> [What to work on]:
Set down all of the records below again, line for line, with nothing changed.

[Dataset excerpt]
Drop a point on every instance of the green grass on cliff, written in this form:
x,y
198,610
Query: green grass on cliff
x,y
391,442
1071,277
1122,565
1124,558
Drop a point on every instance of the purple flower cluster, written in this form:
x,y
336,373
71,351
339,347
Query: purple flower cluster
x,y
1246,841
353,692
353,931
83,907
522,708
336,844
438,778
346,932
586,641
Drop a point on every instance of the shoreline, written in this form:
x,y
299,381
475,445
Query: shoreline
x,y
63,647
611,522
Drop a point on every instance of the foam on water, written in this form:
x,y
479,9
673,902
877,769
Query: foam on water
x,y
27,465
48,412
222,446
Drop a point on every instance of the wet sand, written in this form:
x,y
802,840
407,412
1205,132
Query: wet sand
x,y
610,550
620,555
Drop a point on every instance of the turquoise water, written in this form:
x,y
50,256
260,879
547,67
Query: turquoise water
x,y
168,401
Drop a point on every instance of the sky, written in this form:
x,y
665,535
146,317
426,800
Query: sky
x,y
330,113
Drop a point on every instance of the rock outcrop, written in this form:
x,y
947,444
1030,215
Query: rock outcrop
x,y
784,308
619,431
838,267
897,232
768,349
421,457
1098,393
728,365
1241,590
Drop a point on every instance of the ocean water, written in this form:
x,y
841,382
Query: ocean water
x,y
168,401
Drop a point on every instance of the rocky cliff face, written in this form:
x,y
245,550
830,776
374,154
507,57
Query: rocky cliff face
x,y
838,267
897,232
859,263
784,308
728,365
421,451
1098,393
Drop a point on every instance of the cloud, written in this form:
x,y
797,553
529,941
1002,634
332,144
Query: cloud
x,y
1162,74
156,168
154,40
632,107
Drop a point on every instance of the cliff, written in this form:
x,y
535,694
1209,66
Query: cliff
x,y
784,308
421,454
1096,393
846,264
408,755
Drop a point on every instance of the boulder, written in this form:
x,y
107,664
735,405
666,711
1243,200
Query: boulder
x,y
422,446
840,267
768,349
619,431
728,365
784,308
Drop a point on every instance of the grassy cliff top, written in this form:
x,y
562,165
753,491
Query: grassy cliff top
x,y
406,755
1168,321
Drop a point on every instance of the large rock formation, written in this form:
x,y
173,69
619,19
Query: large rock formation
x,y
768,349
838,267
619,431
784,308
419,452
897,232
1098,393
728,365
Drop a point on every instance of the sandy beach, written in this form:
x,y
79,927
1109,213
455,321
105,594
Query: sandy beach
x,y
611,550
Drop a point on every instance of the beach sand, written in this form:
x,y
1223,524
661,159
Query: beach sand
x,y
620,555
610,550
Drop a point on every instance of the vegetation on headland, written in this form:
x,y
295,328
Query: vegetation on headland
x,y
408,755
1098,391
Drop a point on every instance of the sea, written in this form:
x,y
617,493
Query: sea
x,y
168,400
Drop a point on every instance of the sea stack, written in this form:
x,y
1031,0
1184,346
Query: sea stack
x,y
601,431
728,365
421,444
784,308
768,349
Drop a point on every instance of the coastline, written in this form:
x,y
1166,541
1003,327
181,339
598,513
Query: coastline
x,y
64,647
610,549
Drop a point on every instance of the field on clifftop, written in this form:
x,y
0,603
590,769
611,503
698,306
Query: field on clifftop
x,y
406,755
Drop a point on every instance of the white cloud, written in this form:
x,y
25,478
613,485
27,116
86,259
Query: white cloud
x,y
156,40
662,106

> [Written reply]:
Drop a point on every instance of the green grass on cliff, written in this form:
x,y
198,610
Query: green grass on cliff
x,y
391,442
1071,277
1122,565
1124,558
Drop a point on every instance of the purple flower cluster, written in this form:
x,y
336,373
71,351
339,347
Query: purple flower cluster
x,y
1246,841
353,692
353,931
83,907
522,708
336,844
438,778
346,932
586,641
Drop a point on every instance of the shoreline, written in this form:
x,y
299,381
475,445
Query: shoreline
x,y
63,647
611,522
Drop a point on every instance of the foam on water, written in this form:
x,y
479,9
673,902
877,769
Query: foam on water
x,y
27,465
48,412
222,446
Drop a point on every instance of the wet sand, written in this form:
x,y
802,840
407,412
1205,132
Query: wet sand
x,y
610,550
620,555
Drop a point on every instance of the turquoise water, written in this form:
x,y
50,256
260,879
547,67
Query: turquoise water
x,y
168,401
Drop a point on every instance of the sky, written in this form:
x,y
665,535
146,317
426,800
Query: sky
x,y
330,113
Drop a point on every instance of the rock outcrop, written in this form:
x,y
947,444
1030,215
Query: rock outcrop
x,y
784,308
619,431
838,267
897,232
768,349
421,457
1098,393
728,365
1241,590
Drop a point on every instance of the ocean water, written in this form:
x,y
841,382
Query: ocean water
x,y
168,401
Drop a point on every instance of the rocky cliff face, written in this form:
x,y
245,550
830,776
374,154
507,57
Query: rocky cliff face
x,y
838,267
897,232
859,263
784,308
728,365
421,451
1098,393
Drop a point on every instance of the cloud, written in this form:
x,y
797,553
529,941
1002,634
332,144
Query: cloud
x,y
1162,74
156,168
154,40
632,107
Drop a point on every instance of the cliff, written in this form:
x,y
535,694
1209,66
Query: cliff
x,y
784,308
421,454
1096,393
846,264
408,755
Drop a point on every instance of the boulder, written in this form:
x,y
107,664
735,405
666,711
1243,200
Query: boulder
x,y
422,446
840,267
768,349
619,431
728,365
784,308
Drop a point on every instance of the grassy cliff top, written in this form:
x,y
562,165
753,491
Query: grassy cliff top
x,y
406,755
1168,321
Drop a point on every instance of the large rock formation, written in this form:
x,y
173,69
619,19
Query: large rock formation
x,y
768,349
838,267
619,431
784,308
419,452
897,232
1098,393
728,365
Drop a point on every instance of the sandy beach, written in this form:
x,y
79,927
1109,213
455,321
105,594
Query: sandy beach
x,y
611,550
Drop a point on every instance of the beach sand, written in this form:
x,y
1223,524
661,159
Query: beach sand
x,y
620,555
610,550
Drop a point on every instance of the vegetation on headland, written in this form:
x,y
295,328
Query: vegetation on headland
x,y
408,755
1098,391
Drop a point on every instance of the sea, written in this form:
x,y
617,493
Query: sea
x,y
168,400
Drop a point on every instance of the sea stack, written in this form:
x,y
1031,0
1184,346
Query: sea stack
x,y
601,431
728,365
421,444
784,308
768,349
Drop a point on every instance of the coastline, written in this form:
x,y
1166,541
1003,327
181,339
598,513
Query: coastline
x,y
64,647
610,549
Drop a point on every instance of the field on clifftop, written in this form:
x,y
0,603
590,769
611,503
698,306
Query: field on clifftop
x,y
406,755
Drop a point on every instance of the white cloud, written in this form:
x,y
25,478
613,485
27,116
86,259
Query: white cloud
x,y
156,40
662,106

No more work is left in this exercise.